**Written exercise**
In the storage blog excerpt, copy the part that opens with the words "Monday, August 8, 2011" and closes with "the network core.", substituting "customer" for "client".

**Excerpted passage**
Monday, August 15, 2011

Virtual Machine Migration Fails

After recently upgrading a customer to vSphere 4.1 Update 1, I received a call from the customer because one of their guest VMs could not be migrated to a different VMFS datastore. The somewhat troubling, “unable to access file” error message indicated a problem with the VMDK for a specific snapshot.

Through an SSH session I validated the snapshot VMDK and VMDK flat file existed in the proper directory. The VMDK flat file had a non-zero size, suggesting to me this might be a configuration problem.

Out of curiosity I examined the snapshot’s VMDK configuration file and noticed the parentFileNameHint entry contained the full pathname and used the VMFS GUID value. Hmm. Is that the proper GUID? No it wasn’t.

Since the VM had other snapshots I reviewed those configuration files as well and noticed they used relative path names for the parentFileNameHint. Could it be that simple?
I edited the snapshot VMDK configuration file and removed the full path qualification.

Problem solved.

In my example above (which was reproduced in my lab), I changed:
parentFileNameHint=”/vmfs/volumes/4ab3ebbc-46f3c941-7c14-00144fe69d58/retro-000001.vmdk"
To:
parentFileNameHint="retro-000001.vmdk"

Monday, August 8, 2011

FCIP considerations for 10 GigE on Brocade FX8-24

While working with a client to architect a new FCIP solution, there were a number of considerations that needed to be addressed. With this particular implementation we are leveraging the FX8-24 blades in DCX chassis and attaching the 10Gbe xge links to the network core.

**Data provided**
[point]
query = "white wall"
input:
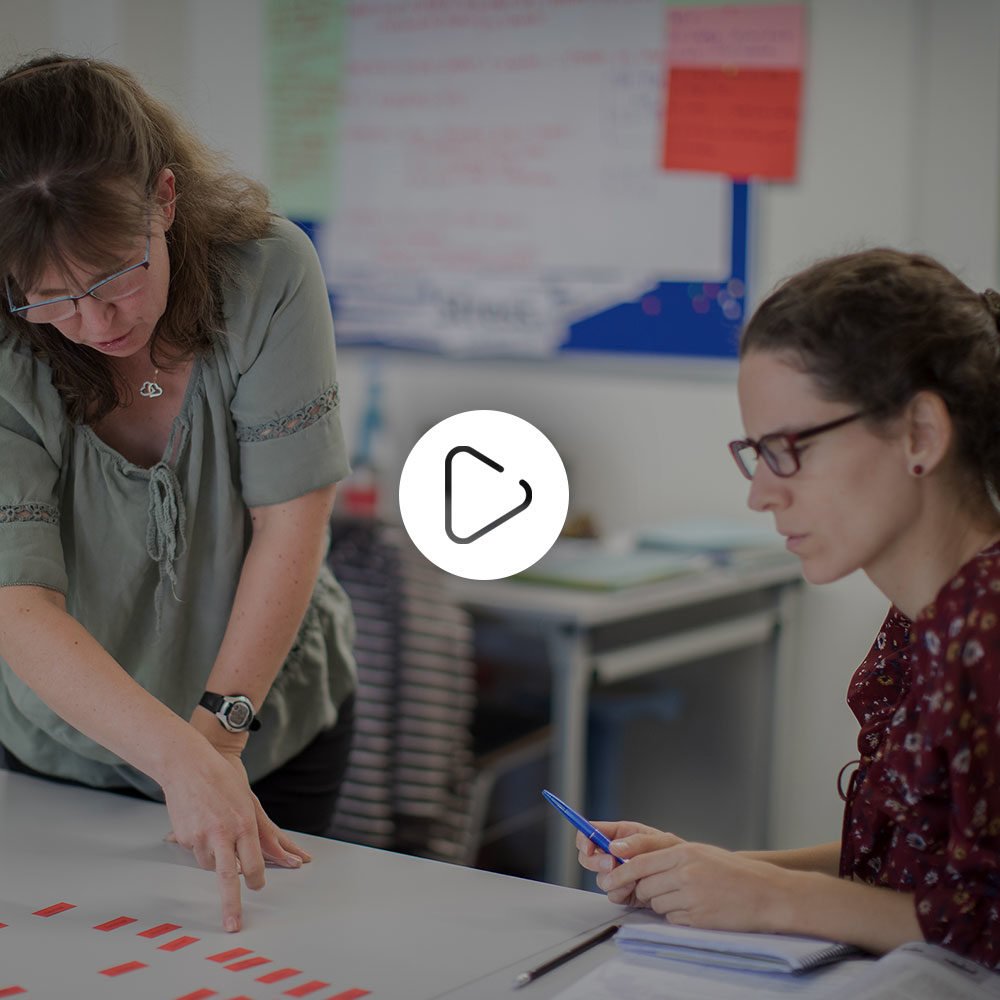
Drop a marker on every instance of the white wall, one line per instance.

**Solution to the problem**
Monday, August 8, 2011

FCIP considerations for 10 GigE on Brocade FX8-24

While working with a customer to architect a new FCIP solution, there were a number of considerations that needed to be addressed. With this particular implementation we are leveraging the FX8-24 blades in DCX chassis and attaching the 10Gbe xge links to the network core.